* [How to complete this task]: Copy out each line of the material in which the word "below" can be found.

________________________________________

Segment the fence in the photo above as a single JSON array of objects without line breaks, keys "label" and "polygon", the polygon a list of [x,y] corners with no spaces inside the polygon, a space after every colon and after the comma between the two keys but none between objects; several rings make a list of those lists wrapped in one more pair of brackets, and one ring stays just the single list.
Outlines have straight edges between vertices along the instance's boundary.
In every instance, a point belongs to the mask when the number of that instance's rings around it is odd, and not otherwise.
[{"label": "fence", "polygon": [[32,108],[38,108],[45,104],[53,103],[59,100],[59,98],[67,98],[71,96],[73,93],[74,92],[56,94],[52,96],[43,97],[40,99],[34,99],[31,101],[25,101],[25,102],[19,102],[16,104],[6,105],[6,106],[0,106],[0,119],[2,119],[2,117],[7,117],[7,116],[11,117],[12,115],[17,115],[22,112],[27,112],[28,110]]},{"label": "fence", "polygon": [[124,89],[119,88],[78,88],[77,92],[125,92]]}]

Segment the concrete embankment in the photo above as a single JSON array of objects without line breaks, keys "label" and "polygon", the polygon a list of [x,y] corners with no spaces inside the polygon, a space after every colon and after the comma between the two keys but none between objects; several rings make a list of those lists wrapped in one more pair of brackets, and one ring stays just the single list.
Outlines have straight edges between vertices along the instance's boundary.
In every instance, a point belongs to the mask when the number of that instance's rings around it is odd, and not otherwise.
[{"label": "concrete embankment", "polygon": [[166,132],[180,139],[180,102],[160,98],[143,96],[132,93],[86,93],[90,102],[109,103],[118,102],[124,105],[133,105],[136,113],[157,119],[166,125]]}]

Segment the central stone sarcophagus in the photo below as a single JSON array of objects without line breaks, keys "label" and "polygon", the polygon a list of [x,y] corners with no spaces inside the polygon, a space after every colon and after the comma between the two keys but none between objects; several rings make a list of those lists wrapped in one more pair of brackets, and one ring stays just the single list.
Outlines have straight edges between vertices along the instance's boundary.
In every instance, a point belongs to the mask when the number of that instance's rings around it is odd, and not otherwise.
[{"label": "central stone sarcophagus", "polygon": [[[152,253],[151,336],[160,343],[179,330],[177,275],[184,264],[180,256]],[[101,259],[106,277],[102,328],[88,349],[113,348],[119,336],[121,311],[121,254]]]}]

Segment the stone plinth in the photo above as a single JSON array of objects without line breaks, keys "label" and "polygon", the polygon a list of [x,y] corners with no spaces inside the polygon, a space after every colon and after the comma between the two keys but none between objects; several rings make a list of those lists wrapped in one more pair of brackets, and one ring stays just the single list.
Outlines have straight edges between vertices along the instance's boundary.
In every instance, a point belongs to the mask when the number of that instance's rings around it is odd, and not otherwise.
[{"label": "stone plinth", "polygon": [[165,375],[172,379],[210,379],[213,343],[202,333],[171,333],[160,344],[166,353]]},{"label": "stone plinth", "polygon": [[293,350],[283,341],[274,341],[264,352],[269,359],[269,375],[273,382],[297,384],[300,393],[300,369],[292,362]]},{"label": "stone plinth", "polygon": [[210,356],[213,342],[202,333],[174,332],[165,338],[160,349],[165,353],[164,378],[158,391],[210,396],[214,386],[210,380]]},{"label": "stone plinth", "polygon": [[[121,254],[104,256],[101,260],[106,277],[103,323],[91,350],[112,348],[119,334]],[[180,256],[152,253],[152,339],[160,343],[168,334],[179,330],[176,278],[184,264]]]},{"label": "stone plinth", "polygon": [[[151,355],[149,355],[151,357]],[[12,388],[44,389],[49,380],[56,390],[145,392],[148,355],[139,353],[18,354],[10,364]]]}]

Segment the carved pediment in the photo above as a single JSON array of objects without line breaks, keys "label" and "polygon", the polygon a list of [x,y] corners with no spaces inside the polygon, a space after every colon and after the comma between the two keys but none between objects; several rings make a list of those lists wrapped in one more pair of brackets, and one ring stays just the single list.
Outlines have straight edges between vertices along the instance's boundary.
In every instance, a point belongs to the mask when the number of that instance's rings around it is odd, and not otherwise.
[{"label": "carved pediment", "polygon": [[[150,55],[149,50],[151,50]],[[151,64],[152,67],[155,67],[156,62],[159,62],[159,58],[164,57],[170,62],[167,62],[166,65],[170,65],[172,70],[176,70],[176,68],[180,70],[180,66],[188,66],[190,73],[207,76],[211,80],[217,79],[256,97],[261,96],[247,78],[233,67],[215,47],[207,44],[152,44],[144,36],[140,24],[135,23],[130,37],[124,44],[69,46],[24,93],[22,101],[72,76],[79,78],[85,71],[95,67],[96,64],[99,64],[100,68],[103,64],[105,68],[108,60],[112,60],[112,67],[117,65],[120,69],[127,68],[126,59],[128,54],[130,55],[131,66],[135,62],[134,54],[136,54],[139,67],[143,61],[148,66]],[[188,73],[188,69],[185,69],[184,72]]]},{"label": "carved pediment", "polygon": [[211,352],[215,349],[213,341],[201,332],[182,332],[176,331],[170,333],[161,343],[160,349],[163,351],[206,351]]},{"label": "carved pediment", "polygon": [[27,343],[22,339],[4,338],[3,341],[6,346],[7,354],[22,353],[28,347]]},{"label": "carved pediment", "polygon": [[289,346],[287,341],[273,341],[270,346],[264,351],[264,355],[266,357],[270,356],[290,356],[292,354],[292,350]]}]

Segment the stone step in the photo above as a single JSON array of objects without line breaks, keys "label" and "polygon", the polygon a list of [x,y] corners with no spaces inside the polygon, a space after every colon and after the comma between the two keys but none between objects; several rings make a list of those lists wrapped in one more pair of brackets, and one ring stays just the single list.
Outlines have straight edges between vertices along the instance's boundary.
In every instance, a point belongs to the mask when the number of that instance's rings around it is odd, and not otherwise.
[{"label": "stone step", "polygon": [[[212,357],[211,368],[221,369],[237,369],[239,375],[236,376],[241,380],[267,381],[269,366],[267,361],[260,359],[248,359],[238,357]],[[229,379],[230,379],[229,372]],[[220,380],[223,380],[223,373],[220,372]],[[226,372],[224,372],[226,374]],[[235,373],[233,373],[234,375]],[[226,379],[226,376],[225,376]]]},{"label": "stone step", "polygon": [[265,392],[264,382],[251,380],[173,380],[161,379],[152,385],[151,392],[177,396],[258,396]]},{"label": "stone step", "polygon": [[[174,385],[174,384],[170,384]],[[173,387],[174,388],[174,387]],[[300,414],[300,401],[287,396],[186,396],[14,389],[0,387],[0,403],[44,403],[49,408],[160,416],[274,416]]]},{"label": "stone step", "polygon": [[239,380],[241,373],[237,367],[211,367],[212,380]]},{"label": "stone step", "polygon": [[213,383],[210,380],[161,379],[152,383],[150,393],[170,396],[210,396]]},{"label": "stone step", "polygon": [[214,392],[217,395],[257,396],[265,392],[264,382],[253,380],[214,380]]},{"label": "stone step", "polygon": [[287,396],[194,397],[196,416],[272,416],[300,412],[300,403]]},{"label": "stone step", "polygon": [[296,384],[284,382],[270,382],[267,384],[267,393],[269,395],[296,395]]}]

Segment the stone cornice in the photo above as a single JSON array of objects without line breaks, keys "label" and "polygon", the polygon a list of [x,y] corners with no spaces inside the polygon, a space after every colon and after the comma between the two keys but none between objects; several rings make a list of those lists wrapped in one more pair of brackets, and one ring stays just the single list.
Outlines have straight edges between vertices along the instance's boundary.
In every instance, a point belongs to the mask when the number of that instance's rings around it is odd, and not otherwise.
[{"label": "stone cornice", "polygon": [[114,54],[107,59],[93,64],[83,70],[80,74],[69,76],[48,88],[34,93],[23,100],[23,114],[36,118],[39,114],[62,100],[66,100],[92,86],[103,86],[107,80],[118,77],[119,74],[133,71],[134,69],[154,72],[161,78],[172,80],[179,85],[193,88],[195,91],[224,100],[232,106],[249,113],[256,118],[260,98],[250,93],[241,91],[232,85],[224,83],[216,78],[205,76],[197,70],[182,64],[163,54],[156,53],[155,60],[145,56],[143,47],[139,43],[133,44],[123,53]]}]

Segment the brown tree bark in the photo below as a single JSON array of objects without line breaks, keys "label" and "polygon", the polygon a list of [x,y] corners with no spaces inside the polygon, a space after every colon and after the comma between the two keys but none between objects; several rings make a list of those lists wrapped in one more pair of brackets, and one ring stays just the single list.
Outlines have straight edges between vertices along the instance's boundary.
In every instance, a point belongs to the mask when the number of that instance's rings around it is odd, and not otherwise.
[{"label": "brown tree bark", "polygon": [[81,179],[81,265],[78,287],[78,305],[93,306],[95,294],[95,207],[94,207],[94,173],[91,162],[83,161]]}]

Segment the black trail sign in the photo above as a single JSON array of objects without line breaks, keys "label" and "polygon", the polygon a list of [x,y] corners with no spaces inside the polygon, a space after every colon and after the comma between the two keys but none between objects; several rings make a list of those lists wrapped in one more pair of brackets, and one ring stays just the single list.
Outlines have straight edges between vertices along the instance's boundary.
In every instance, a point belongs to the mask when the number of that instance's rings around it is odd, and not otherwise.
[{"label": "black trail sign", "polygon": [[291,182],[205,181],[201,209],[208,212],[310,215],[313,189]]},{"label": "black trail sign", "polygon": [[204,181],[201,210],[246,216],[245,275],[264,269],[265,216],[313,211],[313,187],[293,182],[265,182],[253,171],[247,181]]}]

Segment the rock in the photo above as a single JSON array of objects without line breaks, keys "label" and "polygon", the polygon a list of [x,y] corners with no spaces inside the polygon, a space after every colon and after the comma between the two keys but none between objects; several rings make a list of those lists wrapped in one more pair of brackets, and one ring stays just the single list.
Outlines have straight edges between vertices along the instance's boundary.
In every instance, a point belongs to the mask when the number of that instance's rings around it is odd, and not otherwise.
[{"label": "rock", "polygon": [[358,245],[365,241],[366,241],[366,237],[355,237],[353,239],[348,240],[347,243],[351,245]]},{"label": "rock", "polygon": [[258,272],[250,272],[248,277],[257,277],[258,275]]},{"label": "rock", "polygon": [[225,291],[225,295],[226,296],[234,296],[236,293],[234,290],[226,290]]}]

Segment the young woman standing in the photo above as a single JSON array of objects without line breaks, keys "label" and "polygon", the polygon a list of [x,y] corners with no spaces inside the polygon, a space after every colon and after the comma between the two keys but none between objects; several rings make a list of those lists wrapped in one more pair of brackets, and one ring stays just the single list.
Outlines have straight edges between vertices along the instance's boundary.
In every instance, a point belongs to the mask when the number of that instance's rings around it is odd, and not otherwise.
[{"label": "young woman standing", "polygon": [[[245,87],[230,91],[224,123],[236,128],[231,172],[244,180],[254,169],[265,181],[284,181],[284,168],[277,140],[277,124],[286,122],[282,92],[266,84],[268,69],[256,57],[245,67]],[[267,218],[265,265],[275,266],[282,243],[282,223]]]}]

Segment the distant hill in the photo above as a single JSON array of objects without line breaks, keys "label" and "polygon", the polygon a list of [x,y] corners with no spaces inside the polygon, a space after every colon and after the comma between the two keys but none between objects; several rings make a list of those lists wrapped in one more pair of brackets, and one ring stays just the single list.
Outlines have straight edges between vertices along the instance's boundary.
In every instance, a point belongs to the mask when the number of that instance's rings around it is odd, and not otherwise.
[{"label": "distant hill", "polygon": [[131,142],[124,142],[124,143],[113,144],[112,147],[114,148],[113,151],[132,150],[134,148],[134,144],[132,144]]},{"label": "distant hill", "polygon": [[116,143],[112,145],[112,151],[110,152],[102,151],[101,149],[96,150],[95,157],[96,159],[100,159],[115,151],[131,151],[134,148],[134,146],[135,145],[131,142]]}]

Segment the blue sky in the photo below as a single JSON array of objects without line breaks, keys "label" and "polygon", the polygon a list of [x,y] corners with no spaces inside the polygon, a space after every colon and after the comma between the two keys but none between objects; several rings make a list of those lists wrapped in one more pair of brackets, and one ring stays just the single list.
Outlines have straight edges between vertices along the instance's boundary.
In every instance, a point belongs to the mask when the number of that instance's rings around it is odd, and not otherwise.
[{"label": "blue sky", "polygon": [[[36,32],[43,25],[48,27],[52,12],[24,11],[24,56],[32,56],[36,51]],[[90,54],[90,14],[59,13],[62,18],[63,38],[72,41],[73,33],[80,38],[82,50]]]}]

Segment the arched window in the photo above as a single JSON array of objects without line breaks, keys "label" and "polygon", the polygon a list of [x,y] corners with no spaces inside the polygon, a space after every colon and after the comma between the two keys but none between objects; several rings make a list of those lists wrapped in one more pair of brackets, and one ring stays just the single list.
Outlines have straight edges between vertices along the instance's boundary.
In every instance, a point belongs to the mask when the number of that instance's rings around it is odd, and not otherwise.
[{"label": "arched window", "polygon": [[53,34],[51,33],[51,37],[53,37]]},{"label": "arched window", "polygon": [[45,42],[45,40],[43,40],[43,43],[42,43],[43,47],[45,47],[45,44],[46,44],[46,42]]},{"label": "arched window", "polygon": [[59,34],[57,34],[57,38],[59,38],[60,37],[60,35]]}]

________________________________________

* [Result of this exercise]:
Segment the central stone sarcophagus in the photo below as a single JSON array of objects without line breaks, keys "label" and "polygon", the polygon a list of [x,y] corners with no spaces inside the polygon, a space after every colon and after the comma between the two keys but none between objects; several rings make a list of those lists wrapped in one more pair of brackets, and one ring stays just the single list.
Segment the brown tree bark in the photo below as a single JSON array of objects without line breaks, keys "label" and "polygon", the polygon a list of [x,y] corners with no spaces inside the polygon, a space after every colon and after the comma between the two keys but none between objects; several rings make a list of those lists wrapped in one more pair of brackets, and one ring stays just the single list.
Segment the blue sky in the photo below as a single JSON array of objects without line breaks, keys "label" and "polygon", the polygon a list of [x,y] corners with no spaces inside the polygon, a space after every colon and after the comma between the two keys but none between objects; several rings make a list of those lists wrapped in one more pair of brackets, and one ring stays just the single list.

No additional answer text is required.